* **OBJECTIF VISÉ**: Recopiez à l'identique toutes les lignes des entrées ci-dessous, en laissant les images hors de votre réponse.
▶
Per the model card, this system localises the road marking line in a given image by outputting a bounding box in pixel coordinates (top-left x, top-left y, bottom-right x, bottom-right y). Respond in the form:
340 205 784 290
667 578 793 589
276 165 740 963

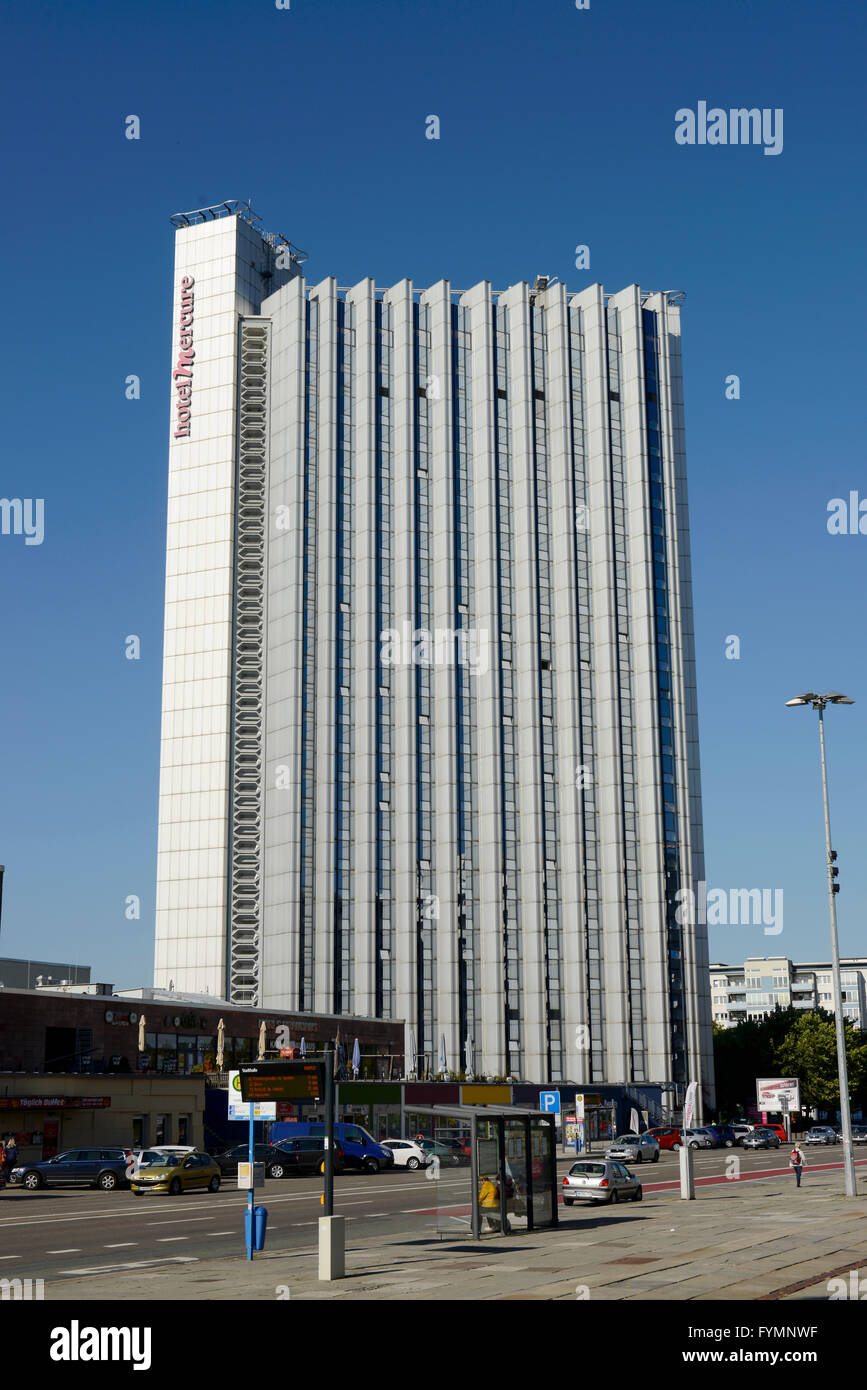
57 1255 199 1275
147 1216 217 1226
◀
* **RÉSULTAT FINAL**:
Per the model card, this system localises the road marking line in a given image by outputting a bounding box in pixel coordinates (top-left x, top-left y, bottom-right x, bottom-right y). Respond in the form:
340 205 784 290
667 578 793 589
276 165 740 963

57 1255 199 1275
147 1216 217 1226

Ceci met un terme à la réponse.